◆ Passage for review:

Healthcare architects and designers have always told me that they do their best work when there is a visionary leader who "gets it."
Because you can bring all the latest design innovations to the table, but if the CEO or board doesn't understand or value the connection between the physical environment and outcomes, you'll end up with just a good project instead of a great project.
The hospital CEOs that I know who have built great projects have many common qualities.
They are open to learning. They listen. They push for excellence and don't take no for an answer.
They know that there is a lot they don't know. They leave their egos at the door.
And they care. Care about their patients, their employees, and their community.
A major building project is a CEO's legacy -- something many of them only do once in a lifetime over the course of their career.
A CEO Who Gets It
Earlier this week, I spoke to Marian Walsh, President and CEO of Bridgepoint Active Healthcare in Toronto, for a story I'm writing on the new Bridgepoint Hospital for the November issue of Healthcare Design magazine. She gets it.
The building (which was designed by Stantec, KPMB, HDR, and Diamond Schmitt) is architecturally stunning, incorporates many evidence-based design features, and they are planning to conduct the "most rigorous hospital facility post-occupancy evaluation in the history of Canada."
It was refreshing to talk to Walsh, whose vision was for a new kind of healthcare in a new kind of hospital -- a civic building, urban place, and a place for healthcare and community to come together. From what I can tell, the vision has been realized.
And the fact that Walsh wants to do the research to test whether what Bridgepoint did worked and contribute to the knowledge base is beyond fabulous. We need more CEOs who think like this.

[Natural language region descriptions]
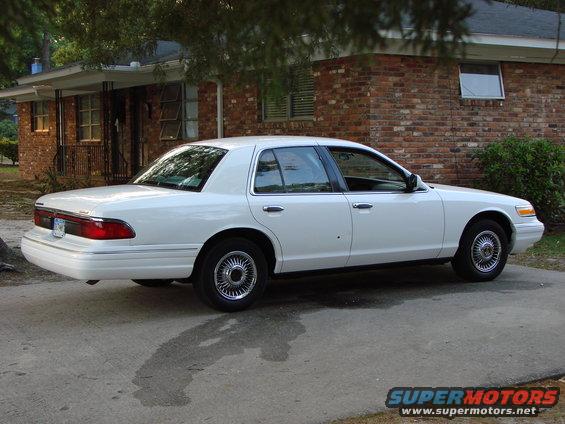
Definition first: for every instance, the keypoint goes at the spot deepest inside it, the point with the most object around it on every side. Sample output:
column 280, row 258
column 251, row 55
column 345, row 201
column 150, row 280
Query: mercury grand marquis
column 228, row 214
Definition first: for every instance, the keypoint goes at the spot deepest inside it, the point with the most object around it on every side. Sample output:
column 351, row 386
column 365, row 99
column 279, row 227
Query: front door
column 389, row 224
column 293, row 197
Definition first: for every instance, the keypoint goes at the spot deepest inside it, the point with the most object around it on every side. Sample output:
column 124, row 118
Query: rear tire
column 482, row 252
column 232, row 275
column 153, row 283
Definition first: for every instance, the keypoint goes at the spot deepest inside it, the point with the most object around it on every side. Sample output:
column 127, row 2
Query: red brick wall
column 407, row 107
column 36, row 149
column 418, row 117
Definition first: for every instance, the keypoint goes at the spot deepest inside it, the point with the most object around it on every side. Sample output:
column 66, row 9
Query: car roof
column 231, row 143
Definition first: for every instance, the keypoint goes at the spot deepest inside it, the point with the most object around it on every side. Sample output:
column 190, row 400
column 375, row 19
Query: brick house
column 428, row 116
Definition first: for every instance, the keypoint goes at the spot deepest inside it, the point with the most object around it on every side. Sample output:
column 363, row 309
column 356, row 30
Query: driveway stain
column 162, row 380
column 274, row 323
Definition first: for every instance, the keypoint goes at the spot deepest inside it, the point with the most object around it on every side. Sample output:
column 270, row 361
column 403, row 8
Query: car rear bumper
column 126, row 262
column 526, row 235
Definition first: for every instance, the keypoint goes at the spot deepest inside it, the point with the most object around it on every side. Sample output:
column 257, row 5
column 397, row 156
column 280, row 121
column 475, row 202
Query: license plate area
column 58, row 227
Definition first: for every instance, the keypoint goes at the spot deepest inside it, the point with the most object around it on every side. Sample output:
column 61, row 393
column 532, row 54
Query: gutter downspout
column 220, row 108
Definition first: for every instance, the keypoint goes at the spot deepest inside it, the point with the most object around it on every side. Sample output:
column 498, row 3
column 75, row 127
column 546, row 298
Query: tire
column 232, row 276
column 482, row 253
column 153, row 283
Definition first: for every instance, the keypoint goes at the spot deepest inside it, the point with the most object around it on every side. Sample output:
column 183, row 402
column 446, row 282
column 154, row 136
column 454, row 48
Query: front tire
column 233, row 275
column 153, row 283
column 482, row 252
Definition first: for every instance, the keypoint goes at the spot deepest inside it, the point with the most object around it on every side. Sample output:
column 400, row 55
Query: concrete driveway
column 314, row 349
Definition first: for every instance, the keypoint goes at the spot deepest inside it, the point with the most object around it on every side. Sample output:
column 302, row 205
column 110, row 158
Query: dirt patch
column 548, row 253
column 11, row 232
column 17, row 197
column 553, row 415
column 25, row 272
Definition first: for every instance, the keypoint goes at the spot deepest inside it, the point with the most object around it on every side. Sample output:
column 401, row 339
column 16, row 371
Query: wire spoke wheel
column 235, row 275
column 486, row 251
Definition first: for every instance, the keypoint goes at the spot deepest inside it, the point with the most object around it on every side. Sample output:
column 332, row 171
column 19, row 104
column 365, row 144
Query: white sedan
column 228, row 214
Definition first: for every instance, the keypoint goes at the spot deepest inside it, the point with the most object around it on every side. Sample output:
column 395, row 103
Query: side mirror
column 411, row 183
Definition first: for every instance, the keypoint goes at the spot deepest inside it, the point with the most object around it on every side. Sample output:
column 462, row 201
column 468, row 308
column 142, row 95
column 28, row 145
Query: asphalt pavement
column 312, row 350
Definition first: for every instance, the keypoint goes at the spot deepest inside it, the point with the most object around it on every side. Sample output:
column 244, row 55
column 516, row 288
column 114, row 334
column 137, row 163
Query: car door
column 292, row 195
column 389, row 224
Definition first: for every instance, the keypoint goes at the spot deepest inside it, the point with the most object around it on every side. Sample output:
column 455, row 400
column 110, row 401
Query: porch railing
column 89, row 160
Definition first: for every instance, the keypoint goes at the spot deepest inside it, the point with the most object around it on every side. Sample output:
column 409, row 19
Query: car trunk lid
column 84, row 201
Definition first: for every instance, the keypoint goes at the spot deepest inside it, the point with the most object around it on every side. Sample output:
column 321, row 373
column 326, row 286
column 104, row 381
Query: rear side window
column 268, row 178
column 291, row 170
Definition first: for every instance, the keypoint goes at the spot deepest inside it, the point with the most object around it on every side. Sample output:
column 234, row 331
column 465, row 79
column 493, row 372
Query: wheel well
column 256, row 236
column 498, row 217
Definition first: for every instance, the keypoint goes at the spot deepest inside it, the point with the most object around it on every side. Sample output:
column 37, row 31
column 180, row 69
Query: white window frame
column 500, row 81
column 43, row 116
column 181, row 119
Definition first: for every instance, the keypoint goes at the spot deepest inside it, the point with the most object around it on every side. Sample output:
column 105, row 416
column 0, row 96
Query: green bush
column 532, row 169
column 9, row 149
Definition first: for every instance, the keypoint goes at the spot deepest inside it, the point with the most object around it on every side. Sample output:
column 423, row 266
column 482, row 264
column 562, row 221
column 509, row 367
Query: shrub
column 51, row 182
column 532, row 169
column 9, row 149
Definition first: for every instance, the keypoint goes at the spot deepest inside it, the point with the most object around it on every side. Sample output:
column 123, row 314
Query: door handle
column 362, row 205
column 274, row 208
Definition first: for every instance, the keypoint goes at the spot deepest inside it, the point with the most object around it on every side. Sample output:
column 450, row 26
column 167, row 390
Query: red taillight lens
column 105, row 230
column 92, row 228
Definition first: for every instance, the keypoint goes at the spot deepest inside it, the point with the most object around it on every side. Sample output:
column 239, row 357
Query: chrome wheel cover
column 235, row 275
column 485, row 251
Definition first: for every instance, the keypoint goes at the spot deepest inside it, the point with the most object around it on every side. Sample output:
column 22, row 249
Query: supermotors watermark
column 453, row 402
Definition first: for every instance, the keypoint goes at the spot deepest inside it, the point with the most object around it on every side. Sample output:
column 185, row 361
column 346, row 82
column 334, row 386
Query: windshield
column 185, row 168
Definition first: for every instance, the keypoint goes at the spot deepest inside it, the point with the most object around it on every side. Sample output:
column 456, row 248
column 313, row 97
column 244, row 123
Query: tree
column 226, row 37
column 22, row 25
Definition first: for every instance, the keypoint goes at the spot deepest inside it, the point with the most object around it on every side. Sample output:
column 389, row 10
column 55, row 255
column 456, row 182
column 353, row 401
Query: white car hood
column 84, row 201
column 450, row 191
column 460, row 189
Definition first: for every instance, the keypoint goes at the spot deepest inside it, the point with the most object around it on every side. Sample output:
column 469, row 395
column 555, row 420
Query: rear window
column 291, row 170
column 185, row 168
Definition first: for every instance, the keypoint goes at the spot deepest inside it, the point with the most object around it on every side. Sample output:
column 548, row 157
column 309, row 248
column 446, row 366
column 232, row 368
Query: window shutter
column 302, row 95
column 170, row 105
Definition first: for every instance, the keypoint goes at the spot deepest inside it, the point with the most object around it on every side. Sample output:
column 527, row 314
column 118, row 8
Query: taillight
column 92, row 228
column 100, row 229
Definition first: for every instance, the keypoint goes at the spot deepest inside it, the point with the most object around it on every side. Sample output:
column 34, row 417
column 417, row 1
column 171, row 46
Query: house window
column 40, row 116
column 179, row 112
column 296, row 103
column 481, row 81
column 89, row 117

◆ Tasks and exercises:
A – In the post on hospital CEOs, copy the part from "They know that" to "and their community.", putting "pride" in place of "egos".
B – Answer these questions from the post on hospital CEOs:
(i) In which city is Bridgepoint Active Healthcare?
(ii) Which firms designed the new Bridgepoint Hospital building?
(iii) For which issue of which magazine is the story on the new hospital being written?
C – Sum up the post on hospital CEOs in two sentences.

◆ Answers to the problems:
A –
They know that there is a lot they don't know. They leave their pride at the door.
And they care. Care about their patients, their employees, and their community.

B –
(i) Toronto.
(ii) Stantec, KPMB, HDR, and Diamond Schmitt.
(iii) The November issue of Healthcare Design magazine.

C – Great hospital building projects need a CEO who understands the link between the physical environment and outcomes, and such CEOs are open to learning, push for excellence, and care about their patients, employees, and community. Marian Walsh of Bridgepoint Active Healthcare in Toronto is one such leader: the new Bridgepoint Hospital realizes her vision of a new kind of healthcare in a new kind of hospital, and she plans a rigorous post-occupancy evaluation to test whether it worked.